**Instructions to follow:**
Format the material below as a Markdown table with two columns, Row and Line. Give every line its own numbered row, and leave out any blank lines.

Entries drawn from a collection
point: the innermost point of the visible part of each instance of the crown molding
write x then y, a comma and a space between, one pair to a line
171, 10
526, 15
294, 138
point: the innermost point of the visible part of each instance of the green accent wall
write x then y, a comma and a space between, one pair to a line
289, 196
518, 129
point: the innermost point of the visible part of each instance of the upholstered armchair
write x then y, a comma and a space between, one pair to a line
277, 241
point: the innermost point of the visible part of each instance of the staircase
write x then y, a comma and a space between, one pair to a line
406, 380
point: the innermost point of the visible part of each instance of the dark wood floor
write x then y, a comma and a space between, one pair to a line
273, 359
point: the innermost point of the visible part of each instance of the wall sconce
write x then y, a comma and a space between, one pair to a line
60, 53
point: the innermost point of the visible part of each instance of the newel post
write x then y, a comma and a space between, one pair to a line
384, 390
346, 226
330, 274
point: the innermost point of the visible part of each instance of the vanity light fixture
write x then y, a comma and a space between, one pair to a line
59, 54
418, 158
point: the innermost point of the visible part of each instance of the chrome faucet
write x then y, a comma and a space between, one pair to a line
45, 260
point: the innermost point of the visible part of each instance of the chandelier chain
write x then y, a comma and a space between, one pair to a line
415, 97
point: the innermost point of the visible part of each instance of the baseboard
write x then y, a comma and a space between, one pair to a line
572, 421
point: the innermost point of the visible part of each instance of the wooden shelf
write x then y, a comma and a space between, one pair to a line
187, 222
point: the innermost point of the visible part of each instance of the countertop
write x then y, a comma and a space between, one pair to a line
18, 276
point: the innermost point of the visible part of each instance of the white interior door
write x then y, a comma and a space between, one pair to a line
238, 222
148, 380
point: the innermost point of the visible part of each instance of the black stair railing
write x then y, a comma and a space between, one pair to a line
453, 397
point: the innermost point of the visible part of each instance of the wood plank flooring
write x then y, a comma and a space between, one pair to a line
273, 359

**Completed exercise:**
| Row | Line |
|---|---|
| 1 | point: the innermost point of the visible part of each instance of the crown molding |
| 2 | write x then y, a comma and a space between, one pair to a line |
| 3 | 171, 10 |
| 4 | 526, 15 |
| 5 | 294, 138 |
| 6 | point: the innermost point of the visible part of each instance of the green accent wall |
| 7 | write x then y, a comma and a space between, one pair to a line |
| 8 | 289, 196 |
| 9 | 518, 129 |
| 10 | point: the innermost point of the visible part of each instance of the upholstered armchair |
| 11 | write x then y, a comma and a space between, one pair to a line |
| 12 | 277, 241 |
| 13 | point: the innermost point of the visible part of each instance of the staircase |
| 14 | write x then y, a comma and a space between, one pair to a line |
| 15 | 406, 380 |
| 16 | point: the innermost point of the visible part of each instance of the dark wood floor |
| 17 | write x then y, a comma and a space between, one pair to a line |
| 18 | 273, 359 |
| 19 | point: the innermost point of the visible part of each instance of the wall sconce |
| 20 | write x then y, a comma and a space between, one pair to a line |
| 21 | 60, 53 |
| 22 | point: the innermost point of the visible part of each instance of the newel post |
| 23 | write x then y, a comma and a space between, one pair to a line |
| 24 | 384, 390 |
| 25 | 346, 226 |
| 26 | 330, 274 |
| 27 | point: the innermost point of the visible part of each instance of the vanity light fixture |
| 28 | write x then y, a comma and a space between, one pair to a line |
| 29 | 59, 54 |
| 30 | 418, 158 |
| 31 | point: the innermost point of the visible part of each instance of the chrome faucet |
| 32 | write x then y, a comma and a space between, one pair to a line |
| 33 | 45, 260 |
| 34 | point: the innermost point of the visible part of each instance of the chandelier chain |
| 35 | write x then y, a comma and a space between, one pair to a line |
| 36 | 415, 97 |
| 37 | point: the innermost point of the visible part of each instance of the baseboard |
| 38 | write x then y, a comma and a space between, one pair to a line |
| 39 | 572, 421 |
| 40 | point: the innermost point of the visible part of each instance of the wooden shelf |
| 41 | write x then y, a comma and a space between, one pair to a line |
| 42 | 187, 222 |
| 43 | point: the innermost point of the visible part of each instance of the countertop |
| 44 | write x then y, a comma and a space between, one pair to a line |
| 45 | 18, 276 |
| 46 | point: the innermost point of the visible part of each instance of the white interior door |
| 47 | write x then y, a comma and a space between, one pair to a line |
| 48 | 238, 222 |
| 49 | 148, 380 |
| 50 | point: the innermost point of the visible part of each instance of the black stair railing |
| 51 | write x then y, a comma and a space between, one pair to a line |
| 52 | 453, 397 |
| 53 | point: the innermost point of the visible part of each instance of the wood plank flooring |
| 54 | write x then y, a comma and a space between, one pair to a line |
| 55 | 273, 359 |